Convert the lines starting at the one containing "Should you be willing to segment every instance of the moss" and ending at the one containing "M192 60L189 56L187" into a Markdown table with the columns Row and Line, leaving out any blank lines. Include only those lines.

☆ ☆ ☆ ☆ ☆ ☆ ☆

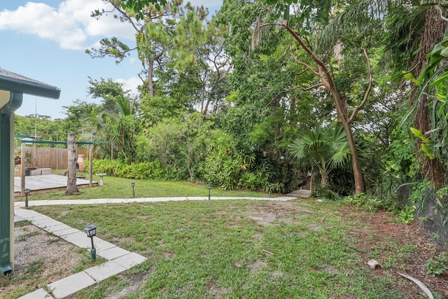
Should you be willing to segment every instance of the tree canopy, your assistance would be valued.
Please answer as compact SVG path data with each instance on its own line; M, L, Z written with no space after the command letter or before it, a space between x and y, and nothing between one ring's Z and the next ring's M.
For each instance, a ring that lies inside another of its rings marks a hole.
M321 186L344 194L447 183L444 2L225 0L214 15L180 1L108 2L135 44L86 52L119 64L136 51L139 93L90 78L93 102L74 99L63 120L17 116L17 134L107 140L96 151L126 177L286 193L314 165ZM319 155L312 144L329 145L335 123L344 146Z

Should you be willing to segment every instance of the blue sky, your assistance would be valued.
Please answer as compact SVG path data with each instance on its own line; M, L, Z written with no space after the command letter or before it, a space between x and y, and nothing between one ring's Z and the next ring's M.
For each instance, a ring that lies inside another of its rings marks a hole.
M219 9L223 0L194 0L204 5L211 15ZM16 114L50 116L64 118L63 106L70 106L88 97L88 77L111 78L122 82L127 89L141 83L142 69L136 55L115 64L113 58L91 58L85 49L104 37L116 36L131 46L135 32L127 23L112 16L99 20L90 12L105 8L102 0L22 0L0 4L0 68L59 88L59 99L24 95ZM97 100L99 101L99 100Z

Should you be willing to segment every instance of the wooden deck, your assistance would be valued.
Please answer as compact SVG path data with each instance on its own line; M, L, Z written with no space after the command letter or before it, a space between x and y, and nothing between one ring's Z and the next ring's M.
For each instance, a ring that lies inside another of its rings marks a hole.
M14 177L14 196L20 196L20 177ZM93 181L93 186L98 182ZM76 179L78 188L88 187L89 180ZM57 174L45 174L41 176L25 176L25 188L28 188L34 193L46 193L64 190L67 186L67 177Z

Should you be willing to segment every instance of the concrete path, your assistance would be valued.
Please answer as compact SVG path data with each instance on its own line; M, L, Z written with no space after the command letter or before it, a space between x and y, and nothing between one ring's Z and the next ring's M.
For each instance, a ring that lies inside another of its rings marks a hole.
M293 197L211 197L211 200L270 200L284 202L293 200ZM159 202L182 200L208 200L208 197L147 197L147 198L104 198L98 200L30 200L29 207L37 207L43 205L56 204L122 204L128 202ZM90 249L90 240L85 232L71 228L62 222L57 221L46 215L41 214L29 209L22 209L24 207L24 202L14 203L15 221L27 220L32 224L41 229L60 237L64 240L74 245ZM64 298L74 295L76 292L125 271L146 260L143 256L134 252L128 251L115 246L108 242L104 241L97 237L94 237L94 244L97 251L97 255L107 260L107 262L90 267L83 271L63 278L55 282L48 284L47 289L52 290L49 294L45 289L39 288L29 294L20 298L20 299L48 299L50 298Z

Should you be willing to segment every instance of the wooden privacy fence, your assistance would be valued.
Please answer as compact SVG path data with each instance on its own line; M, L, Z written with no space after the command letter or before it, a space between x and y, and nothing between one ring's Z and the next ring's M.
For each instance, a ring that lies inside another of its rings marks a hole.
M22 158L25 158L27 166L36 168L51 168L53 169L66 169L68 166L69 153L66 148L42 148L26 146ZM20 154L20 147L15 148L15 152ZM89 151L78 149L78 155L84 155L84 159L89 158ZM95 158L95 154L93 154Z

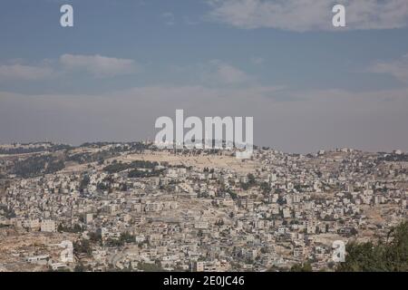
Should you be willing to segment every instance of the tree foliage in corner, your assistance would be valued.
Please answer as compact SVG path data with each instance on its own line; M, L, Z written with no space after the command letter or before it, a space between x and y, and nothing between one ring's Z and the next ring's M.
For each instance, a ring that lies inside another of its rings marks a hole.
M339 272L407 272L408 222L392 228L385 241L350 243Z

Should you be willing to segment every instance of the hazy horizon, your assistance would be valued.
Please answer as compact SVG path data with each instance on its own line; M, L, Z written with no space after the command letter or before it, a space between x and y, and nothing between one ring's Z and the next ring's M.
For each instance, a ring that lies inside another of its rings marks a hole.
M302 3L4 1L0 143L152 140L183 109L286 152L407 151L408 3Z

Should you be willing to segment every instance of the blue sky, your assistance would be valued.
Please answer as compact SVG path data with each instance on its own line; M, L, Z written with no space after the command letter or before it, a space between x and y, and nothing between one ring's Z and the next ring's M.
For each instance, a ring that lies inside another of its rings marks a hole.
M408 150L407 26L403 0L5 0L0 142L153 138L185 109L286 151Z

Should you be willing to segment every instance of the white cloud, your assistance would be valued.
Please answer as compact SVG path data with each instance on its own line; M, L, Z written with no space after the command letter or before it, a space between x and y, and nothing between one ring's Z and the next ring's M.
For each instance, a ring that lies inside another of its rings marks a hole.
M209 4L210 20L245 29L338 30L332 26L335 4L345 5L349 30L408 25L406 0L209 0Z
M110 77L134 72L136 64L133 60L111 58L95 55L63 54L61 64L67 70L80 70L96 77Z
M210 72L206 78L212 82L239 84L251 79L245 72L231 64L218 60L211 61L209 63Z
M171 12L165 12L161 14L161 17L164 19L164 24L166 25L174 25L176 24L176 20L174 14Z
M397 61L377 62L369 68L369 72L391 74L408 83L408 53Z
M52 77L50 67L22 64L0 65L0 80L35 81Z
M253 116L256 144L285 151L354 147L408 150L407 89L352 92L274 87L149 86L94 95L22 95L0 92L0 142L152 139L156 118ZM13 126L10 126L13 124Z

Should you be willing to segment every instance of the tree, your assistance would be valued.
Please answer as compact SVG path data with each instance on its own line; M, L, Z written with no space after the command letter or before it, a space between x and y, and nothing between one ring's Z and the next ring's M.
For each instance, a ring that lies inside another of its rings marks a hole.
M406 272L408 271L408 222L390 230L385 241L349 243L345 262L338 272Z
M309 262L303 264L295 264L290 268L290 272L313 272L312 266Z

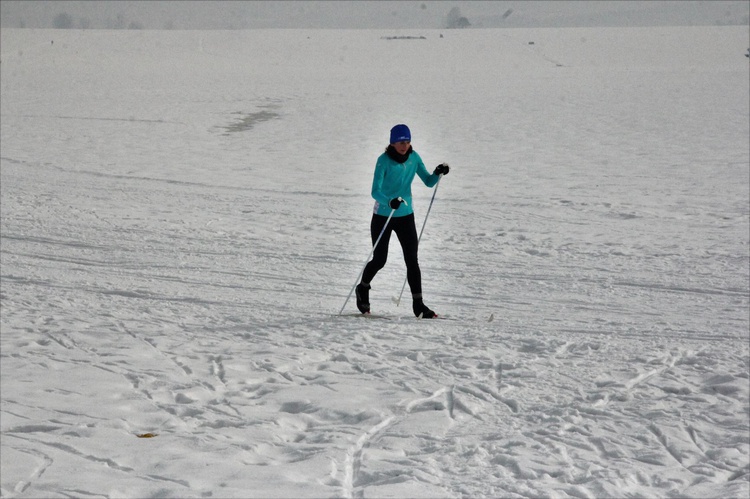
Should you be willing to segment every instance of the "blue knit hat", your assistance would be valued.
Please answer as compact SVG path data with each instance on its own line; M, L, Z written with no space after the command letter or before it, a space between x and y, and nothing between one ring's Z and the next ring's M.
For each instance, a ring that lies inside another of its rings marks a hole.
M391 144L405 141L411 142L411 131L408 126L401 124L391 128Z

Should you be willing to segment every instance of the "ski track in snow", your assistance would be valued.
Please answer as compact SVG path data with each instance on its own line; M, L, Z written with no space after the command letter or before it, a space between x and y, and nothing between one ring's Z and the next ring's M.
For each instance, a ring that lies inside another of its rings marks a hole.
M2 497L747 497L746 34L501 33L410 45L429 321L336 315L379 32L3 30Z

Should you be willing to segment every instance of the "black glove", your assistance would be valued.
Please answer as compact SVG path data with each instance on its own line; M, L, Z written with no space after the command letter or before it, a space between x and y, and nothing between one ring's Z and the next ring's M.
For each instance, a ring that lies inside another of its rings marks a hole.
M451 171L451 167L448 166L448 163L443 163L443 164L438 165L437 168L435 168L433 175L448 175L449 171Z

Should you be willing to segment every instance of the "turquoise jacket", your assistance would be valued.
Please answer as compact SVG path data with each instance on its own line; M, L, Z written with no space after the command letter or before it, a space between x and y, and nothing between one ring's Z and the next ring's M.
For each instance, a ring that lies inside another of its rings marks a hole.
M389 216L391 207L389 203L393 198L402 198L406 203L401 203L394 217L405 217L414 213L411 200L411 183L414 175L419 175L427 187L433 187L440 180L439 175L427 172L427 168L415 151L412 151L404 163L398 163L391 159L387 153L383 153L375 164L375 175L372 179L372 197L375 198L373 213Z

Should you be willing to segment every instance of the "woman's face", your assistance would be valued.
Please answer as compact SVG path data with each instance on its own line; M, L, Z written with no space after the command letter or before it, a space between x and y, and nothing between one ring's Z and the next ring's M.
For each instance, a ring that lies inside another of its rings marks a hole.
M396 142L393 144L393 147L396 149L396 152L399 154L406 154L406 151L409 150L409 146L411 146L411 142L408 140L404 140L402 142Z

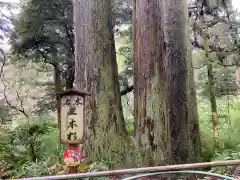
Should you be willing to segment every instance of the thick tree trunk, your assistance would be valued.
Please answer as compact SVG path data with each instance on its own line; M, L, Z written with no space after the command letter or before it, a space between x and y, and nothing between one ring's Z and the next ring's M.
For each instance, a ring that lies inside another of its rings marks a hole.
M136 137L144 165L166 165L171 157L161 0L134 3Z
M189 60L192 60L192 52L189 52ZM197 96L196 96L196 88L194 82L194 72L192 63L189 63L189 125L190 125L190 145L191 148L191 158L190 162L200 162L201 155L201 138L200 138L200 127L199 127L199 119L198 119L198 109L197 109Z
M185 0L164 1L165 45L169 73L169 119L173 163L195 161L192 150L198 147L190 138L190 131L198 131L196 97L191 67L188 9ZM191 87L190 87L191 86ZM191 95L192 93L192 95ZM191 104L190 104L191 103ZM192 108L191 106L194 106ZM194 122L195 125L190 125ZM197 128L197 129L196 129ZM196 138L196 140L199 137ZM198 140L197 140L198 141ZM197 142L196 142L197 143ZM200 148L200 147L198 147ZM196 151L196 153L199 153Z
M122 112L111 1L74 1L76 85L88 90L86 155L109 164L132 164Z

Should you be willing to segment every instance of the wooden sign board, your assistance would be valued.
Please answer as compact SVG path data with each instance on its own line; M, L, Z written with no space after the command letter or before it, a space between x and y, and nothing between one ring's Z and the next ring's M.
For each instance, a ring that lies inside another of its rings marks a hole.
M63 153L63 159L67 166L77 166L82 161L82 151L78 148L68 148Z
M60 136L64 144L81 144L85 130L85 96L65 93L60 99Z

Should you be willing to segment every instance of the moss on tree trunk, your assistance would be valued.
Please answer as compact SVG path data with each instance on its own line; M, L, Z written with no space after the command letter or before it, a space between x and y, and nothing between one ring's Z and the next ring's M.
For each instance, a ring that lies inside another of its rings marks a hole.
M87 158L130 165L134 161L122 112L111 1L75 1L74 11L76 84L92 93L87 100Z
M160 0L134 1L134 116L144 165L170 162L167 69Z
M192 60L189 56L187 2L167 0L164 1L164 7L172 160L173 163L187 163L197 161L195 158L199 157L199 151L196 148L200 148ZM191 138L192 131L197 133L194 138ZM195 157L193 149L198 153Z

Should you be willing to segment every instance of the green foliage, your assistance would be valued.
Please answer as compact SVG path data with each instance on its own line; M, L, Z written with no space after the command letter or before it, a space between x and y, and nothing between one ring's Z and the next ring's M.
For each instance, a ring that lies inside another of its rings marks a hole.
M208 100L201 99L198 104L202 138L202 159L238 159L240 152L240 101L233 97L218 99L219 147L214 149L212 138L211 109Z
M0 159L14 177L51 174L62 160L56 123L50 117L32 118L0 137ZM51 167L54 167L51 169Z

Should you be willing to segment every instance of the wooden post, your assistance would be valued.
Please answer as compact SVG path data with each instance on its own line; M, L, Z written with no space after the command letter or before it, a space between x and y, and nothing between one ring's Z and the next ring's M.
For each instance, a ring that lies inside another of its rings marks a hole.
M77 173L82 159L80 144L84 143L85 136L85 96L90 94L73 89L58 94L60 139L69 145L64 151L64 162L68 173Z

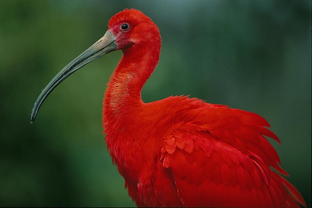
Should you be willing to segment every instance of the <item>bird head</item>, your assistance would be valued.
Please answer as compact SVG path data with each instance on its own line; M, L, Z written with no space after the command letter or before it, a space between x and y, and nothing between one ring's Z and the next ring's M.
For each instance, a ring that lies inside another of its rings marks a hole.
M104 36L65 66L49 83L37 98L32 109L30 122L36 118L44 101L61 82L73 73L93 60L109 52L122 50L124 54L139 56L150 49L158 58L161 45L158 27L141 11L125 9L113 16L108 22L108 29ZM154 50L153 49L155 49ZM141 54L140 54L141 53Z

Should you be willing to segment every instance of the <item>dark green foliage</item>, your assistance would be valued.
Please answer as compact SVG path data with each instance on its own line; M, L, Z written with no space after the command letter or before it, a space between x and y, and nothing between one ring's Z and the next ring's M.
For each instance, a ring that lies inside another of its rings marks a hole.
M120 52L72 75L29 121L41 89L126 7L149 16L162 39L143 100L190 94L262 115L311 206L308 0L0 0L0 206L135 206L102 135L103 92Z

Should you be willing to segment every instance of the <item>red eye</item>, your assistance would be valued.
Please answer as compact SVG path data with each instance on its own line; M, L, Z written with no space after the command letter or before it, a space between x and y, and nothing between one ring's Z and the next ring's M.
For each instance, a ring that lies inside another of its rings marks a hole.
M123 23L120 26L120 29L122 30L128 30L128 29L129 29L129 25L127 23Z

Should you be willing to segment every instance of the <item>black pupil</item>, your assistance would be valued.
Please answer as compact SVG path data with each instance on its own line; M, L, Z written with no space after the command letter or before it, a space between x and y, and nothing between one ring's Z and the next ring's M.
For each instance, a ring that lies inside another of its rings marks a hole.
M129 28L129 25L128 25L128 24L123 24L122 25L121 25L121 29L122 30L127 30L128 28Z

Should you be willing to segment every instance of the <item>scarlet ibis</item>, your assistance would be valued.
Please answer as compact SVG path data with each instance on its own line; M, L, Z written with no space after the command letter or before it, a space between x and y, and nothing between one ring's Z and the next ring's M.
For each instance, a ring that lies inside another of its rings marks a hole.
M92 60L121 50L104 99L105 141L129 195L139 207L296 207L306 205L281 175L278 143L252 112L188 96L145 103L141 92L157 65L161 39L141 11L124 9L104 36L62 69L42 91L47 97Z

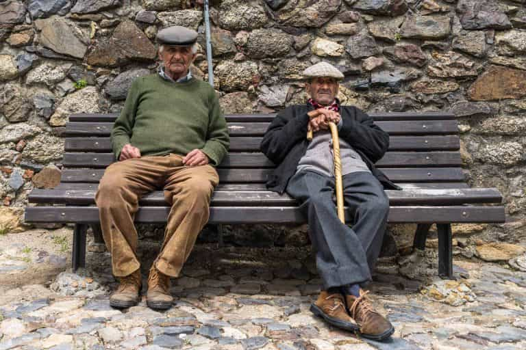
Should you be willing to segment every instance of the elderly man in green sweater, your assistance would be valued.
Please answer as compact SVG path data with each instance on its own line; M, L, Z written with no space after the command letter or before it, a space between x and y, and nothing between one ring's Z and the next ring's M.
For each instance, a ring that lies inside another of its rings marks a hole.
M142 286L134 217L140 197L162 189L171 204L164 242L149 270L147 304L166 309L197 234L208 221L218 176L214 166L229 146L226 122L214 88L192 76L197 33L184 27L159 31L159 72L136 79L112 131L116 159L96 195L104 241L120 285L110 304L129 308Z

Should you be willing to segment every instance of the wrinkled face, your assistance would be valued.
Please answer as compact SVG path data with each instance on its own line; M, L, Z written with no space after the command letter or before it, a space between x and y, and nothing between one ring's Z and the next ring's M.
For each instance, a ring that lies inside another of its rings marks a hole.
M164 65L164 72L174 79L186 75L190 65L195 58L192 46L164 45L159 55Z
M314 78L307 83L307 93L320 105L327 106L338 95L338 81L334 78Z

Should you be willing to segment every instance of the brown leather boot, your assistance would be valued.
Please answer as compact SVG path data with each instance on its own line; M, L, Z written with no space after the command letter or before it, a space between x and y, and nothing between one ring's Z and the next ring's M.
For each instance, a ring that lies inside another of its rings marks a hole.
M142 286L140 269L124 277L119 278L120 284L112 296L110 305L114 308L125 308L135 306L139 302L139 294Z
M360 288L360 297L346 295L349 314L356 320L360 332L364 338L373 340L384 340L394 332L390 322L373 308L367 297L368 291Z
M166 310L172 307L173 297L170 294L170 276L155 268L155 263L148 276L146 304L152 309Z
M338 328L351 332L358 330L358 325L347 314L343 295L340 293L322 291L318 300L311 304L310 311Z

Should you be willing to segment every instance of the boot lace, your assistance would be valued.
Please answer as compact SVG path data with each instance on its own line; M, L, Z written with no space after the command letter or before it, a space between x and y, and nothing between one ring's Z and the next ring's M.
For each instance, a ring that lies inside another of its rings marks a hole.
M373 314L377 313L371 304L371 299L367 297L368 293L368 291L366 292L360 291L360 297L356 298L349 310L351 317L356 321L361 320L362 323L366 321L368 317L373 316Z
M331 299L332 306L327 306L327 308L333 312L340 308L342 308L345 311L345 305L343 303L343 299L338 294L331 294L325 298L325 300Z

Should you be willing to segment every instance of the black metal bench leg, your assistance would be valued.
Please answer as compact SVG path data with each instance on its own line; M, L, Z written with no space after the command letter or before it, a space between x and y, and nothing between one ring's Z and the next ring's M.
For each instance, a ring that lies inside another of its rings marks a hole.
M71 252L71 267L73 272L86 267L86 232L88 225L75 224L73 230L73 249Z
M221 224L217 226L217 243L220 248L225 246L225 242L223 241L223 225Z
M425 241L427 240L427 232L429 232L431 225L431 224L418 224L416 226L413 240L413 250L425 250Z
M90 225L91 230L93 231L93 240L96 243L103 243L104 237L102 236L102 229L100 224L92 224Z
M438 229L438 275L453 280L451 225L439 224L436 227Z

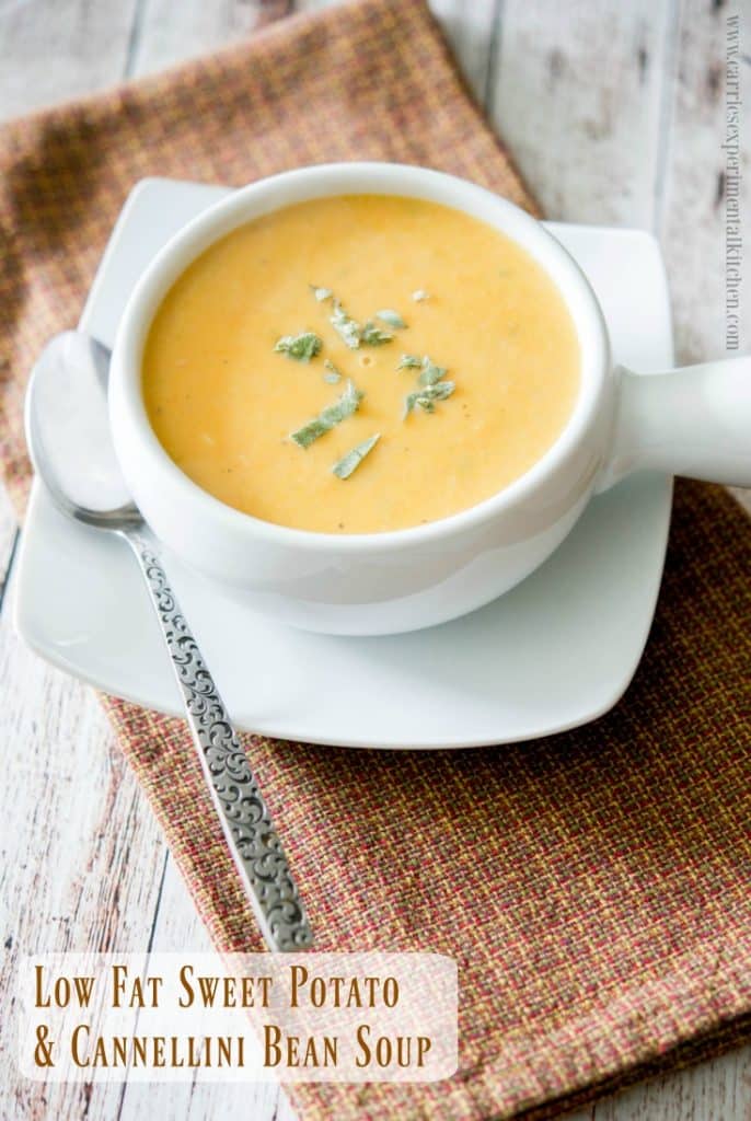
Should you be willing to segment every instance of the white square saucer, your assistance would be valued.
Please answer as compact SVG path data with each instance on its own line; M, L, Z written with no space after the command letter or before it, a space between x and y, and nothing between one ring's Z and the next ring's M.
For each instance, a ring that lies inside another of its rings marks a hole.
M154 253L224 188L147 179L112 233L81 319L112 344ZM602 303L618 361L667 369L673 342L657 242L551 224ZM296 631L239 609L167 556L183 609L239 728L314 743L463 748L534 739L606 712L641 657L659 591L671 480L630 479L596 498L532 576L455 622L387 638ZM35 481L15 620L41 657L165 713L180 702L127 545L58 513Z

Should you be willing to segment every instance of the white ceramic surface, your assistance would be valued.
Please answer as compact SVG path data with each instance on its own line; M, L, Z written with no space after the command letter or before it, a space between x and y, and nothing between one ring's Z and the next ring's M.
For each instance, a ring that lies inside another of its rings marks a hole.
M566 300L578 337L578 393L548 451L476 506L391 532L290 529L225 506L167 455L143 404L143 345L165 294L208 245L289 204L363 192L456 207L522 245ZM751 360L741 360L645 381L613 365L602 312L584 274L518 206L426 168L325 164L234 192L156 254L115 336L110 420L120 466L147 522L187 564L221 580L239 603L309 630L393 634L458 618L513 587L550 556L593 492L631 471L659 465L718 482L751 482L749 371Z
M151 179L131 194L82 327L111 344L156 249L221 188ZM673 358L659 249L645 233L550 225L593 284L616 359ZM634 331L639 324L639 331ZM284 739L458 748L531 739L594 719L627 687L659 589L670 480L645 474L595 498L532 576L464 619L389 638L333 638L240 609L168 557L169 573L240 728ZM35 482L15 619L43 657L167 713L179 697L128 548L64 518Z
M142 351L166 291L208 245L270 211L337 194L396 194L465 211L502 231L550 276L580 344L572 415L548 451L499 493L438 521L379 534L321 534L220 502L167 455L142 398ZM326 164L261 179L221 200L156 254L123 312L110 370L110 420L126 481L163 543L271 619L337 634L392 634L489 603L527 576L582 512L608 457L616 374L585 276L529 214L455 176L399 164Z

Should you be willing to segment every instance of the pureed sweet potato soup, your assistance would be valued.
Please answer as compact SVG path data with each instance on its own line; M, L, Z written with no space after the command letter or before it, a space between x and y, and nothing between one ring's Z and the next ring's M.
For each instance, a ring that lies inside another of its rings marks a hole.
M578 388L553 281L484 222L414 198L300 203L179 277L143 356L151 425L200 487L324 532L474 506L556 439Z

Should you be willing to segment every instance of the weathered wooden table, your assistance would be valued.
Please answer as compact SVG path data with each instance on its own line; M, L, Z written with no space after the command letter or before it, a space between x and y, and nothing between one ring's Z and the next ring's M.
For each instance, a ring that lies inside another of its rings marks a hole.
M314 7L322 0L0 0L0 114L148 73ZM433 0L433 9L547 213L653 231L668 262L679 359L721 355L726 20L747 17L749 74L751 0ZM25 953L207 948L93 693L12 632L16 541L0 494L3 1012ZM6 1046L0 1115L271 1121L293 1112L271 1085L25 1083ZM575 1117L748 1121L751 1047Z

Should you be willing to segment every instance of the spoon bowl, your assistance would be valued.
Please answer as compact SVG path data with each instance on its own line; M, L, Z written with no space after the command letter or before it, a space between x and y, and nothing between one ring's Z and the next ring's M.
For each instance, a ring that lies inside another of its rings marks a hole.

☆ ☆ ☆ ☆ ☆ ☆ ☆

**SOLUTION TO THIS PROBLEM**
| Row | Line |
|---|---|
| 1 | Should you be willing to segment every instance of the moss on tree trunk, your assistance would be valued. |
| 2 | Please answer as compact SVG path data with each instance on its own line; M, L, Z written with no space after the command letter or before it, a space between x and y, and nothing between one ring's Z and the next ring's M. |
| 3 | For each instance, a ring that lies inside another of its rings marks a hole. |
| 4 | M87 158L130 165L134 161L122 112L111 1L75 1L74 11L76 84L92 93L87 100Z |
| 5 | M160 0L134 1L134 116L144 165L170 162L167 69Z |
| 6 | M192 60L189 56L187 2L167 0L164 1L164 7L172 160L173 163L187 163L197 161L195 158L199 157L199 151L196 148L200 148ZM191 138L192 131L197 133L194 138ZM195 157L193 149L198 153Z |